Selected excerpt:
============================================================

African Journal of Biomedical Research, Vol. 9, Vol. 1, 2006, pp. 23-29

Full Length Research Article

Starch Based Hydrogel with Potential Biomedical Application as Artificial Skin

Kunal Pal^#, ^#@Banthia A.K. and *Majumdar D.K.

# Materials Science Centre, Indian Institute Of Technology, Kharagpur-721302, India.
*Delhi Institute Of Pharmaceutical Sciences & Research, Formerly College of Pharmacy, University of Delhi, Pushp Vihar, New Delhi-110017, India.

============================================================

(Natural-language object grounding data)

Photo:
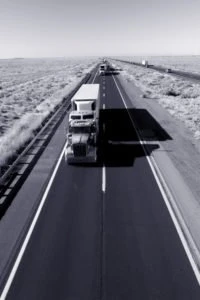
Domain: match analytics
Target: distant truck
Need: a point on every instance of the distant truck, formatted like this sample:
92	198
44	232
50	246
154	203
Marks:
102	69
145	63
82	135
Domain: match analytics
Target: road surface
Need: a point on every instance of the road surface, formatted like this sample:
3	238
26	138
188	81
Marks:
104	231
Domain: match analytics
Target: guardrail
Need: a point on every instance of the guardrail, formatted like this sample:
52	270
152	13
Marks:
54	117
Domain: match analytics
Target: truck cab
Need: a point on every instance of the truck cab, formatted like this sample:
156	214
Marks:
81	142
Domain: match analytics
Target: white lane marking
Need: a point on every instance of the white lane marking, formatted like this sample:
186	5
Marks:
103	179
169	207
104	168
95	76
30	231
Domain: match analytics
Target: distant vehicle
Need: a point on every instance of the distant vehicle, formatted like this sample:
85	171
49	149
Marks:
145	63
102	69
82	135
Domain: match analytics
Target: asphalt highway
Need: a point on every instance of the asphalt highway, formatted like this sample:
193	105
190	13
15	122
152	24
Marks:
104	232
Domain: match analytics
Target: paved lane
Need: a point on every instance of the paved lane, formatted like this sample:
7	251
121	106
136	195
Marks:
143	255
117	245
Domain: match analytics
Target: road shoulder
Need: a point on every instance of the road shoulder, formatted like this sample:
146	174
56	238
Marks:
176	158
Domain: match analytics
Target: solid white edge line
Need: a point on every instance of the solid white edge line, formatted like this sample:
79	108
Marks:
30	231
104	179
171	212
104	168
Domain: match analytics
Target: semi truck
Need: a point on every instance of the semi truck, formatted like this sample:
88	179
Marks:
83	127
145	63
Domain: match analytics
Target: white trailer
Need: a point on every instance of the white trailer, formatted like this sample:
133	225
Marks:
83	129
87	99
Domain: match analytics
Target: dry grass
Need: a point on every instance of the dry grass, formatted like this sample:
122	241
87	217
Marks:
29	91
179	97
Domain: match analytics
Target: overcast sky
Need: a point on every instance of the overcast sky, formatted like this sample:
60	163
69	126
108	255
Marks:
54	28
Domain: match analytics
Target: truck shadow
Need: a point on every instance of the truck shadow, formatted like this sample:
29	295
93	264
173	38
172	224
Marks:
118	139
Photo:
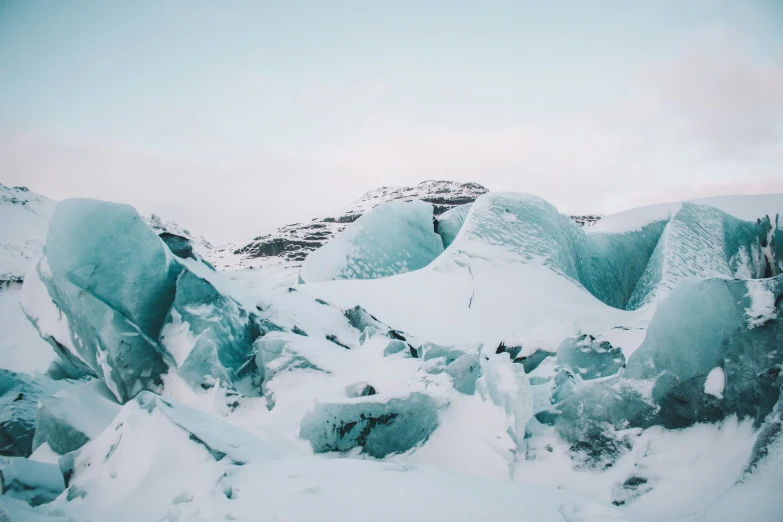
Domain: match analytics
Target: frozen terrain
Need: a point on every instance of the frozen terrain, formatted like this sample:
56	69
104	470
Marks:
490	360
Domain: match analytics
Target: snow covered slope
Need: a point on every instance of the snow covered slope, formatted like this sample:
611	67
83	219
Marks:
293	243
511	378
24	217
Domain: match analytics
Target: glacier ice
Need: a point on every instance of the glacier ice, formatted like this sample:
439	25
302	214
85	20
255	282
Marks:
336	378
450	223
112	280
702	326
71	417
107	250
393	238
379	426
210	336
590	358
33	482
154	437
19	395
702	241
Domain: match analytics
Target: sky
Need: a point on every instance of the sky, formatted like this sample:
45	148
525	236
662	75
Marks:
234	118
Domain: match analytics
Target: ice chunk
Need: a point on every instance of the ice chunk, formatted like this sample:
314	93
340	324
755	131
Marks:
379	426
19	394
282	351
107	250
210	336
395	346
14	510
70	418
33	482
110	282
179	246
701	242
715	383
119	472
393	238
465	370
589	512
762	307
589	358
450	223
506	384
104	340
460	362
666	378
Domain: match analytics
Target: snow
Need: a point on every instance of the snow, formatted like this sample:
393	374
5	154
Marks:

============================================================

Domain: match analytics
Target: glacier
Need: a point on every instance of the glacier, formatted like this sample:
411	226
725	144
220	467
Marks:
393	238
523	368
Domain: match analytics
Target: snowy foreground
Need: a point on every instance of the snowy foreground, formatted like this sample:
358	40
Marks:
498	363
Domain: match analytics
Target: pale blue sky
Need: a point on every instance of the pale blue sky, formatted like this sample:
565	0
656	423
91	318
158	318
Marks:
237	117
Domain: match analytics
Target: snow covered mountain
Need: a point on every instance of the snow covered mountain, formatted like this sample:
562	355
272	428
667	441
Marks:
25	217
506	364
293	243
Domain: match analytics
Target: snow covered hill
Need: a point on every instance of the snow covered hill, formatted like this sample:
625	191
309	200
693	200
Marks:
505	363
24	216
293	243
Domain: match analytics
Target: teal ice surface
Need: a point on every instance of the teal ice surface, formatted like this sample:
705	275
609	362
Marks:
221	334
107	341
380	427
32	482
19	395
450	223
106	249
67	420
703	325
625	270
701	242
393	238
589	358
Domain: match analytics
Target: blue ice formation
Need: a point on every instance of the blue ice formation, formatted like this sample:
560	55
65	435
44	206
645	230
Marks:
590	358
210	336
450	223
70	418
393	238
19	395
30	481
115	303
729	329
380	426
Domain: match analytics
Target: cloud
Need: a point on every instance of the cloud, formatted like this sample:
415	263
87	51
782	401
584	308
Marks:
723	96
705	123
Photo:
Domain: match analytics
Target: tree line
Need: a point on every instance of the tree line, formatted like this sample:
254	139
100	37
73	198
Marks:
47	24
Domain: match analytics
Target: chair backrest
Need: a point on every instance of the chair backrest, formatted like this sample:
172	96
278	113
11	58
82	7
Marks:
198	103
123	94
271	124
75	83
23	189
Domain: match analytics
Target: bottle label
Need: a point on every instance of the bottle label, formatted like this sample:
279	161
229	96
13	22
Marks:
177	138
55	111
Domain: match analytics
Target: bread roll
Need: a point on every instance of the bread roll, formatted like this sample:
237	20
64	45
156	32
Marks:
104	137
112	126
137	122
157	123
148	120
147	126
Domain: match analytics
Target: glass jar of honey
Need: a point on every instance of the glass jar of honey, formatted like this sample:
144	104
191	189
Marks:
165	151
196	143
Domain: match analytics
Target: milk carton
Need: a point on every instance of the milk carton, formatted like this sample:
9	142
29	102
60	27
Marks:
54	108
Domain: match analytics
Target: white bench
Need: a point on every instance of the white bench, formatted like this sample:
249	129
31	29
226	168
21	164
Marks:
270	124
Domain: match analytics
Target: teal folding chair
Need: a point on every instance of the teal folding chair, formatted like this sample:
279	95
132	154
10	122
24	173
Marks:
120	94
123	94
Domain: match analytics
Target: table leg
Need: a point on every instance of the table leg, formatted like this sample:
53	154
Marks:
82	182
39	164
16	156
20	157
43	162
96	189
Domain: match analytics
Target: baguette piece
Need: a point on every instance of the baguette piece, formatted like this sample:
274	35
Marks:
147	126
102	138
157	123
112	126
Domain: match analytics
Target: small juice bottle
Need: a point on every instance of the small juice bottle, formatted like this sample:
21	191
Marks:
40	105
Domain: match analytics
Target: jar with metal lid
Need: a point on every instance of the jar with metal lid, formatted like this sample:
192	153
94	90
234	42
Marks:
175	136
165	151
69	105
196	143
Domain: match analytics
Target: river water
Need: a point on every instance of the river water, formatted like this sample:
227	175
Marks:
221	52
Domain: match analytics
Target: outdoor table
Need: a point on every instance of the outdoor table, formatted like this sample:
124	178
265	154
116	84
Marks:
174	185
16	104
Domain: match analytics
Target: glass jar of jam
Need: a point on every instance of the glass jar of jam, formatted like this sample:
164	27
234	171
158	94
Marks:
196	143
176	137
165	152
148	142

============================================================

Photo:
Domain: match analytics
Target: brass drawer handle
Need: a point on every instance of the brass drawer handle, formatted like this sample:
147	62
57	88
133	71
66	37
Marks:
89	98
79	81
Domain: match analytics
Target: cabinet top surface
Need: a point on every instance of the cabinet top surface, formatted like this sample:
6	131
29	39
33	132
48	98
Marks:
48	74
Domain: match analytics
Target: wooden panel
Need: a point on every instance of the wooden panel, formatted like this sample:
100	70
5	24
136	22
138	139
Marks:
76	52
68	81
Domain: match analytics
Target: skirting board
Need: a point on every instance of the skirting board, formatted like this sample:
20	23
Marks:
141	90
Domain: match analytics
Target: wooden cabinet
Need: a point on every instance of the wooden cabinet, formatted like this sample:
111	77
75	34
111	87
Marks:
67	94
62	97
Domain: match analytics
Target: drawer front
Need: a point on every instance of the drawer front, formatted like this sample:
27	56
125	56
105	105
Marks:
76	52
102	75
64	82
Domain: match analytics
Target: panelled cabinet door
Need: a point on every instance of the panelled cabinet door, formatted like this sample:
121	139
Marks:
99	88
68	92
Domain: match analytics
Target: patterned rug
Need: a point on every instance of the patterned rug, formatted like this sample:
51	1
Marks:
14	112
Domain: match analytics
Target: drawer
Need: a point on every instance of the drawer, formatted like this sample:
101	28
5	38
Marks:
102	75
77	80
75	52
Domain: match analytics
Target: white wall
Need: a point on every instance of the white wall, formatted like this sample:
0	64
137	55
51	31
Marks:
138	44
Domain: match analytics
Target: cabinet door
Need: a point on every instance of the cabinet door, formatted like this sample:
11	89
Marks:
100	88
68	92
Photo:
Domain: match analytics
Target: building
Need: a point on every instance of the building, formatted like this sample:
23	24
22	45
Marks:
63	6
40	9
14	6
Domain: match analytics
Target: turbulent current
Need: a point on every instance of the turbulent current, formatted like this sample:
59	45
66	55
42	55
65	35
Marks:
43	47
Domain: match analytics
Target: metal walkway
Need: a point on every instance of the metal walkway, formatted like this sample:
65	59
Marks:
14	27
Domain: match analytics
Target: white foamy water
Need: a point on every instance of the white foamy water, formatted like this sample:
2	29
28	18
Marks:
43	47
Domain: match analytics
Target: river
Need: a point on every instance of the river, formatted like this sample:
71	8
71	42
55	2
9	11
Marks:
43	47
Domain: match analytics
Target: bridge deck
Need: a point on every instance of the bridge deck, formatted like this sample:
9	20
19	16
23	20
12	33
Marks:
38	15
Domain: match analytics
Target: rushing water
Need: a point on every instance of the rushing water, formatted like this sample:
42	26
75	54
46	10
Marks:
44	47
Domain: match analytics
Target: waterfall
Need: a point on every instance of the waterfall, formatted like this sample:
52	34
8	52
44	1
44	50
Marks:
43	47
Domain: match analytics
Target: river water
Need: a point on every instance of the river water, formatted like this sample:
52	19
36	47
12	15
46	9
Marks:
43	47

============================================================

Activity 1:
What potential biomedical application does the article header name for the starch based hydrogel?
Activity 2:
Write out the part of the article header that opens with "African Journal of" and closes with "and *Majumdar D.K.", substituting "Polymer Gel" for "Hydrogel".
This material stands apart from the article header.

Written reply 1:
Artificial skin.

Written reply 2:
African Journal of Biomedical Research, Vol. 9, Vol. 1, 2006, pp. 23-29

Full Length Research Article

Starch Based Polymer Gel with Potential Biomedical Application as Artificial Skin

Kunal Pal^#, ^#@Banthia A.K. and *Majumdar D.K.